#### Données fournies
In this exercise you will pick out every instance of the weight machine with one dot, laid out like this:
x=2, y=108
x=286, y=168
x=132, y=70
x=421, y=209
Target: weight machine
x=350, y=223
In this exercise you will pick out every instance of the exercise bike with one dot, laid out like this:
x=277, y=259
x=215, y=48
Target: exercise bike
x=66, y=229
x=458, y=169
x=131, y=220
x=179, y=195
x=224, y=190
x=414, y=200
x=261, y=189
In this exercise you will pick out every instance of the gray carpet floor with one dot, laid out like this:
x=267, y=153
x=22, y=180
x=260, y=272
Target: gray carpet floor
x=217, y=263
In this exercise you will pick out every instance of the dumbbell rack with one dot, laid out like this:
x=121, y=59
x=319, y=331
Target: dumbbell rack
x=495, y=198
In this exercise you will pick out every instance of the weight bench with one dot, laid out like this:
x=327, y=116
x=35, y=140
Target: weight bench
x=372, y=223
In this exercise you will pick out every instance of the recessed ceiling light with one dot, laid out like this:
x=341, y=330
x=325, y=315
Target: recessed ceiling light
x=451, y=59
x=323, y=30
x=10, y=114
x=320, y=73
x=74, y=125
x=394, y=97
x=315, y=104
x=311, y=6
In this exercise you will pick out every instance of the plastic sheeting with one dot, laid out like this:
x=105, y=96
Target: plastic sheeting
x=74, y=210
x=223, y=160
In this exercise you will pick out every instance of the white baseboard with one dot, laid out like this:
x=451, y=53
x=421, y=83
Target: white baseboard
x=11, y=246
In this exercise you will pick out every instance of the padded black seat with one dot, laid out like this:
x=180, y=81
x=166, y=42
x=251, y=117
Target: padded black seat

#### Énoncé
Recopiez à l'identique chacune des lignes du matériel ci-dessus, du début à la fin.

#### Réponse
In this exercise you will pick out every instance of the weight machine with one dot, laid out like this:
x=2, y=108
x=286, y=168
x=132, y=70
x=421, y=209
Target: weight machine
x=350, y=223
In this exercise you will pick out every instance of the exercise bike with one dot, laid out like this:
x=277, y=259
x=215, y=48
Target: exercise bike
x=66, y=229
x=458, y=169
x=131, y=220
x=179, y=195
x=224, y=190
x=414, y=200
x=261, y=189
In this exercise you will pick out every instance of the gray carpet floor with one dot, laid out like this:
x=267, y=153
x=22, y=180
x=260, y=272
Target: gray carpet floor
x=217, y=263
In this exercise you will pick out every instance of the dumbbell rack with one dot, laid out like this:
x=121, y=59
x=319, y=331
Target: dumbbell rack
x=495, y=198
In this exercise you will pick out every instance of the weight bench with one dot, laid out like this:
x=327, y=116
x=35, y=140
Target: weight bench
x=372, y=223
In this exercise you will pick out every instance of the recessed ceiling light with one dot, laid out like this:
x=341, y=330
x=325, y=315
Target: recessed ceiling light
x=451, y=59
x=323, y=30
x=10, y=114
x=320, y=73
x=74, y=125
x=394, y=97
x=315, y=104
x=311, y=6
In this exercise you will pick out every instance of the plastic sheeting with one dot, laid out like this:
x=105, y=96
Target: plastic sheeting
x=74, y=210
x=223, y=160
In this exercise you will pick out every instance of the white baseboard with one dot, laid out like this:
x=451, y=53
x=421, y=83
Target: white baseboard
x=11, y=246
In this exercise you will pick out every instance of the padded black seat with one dot, laid out like this:
x=180, y=81
x=166, y=42
x=251, y=117
Target: padded black seat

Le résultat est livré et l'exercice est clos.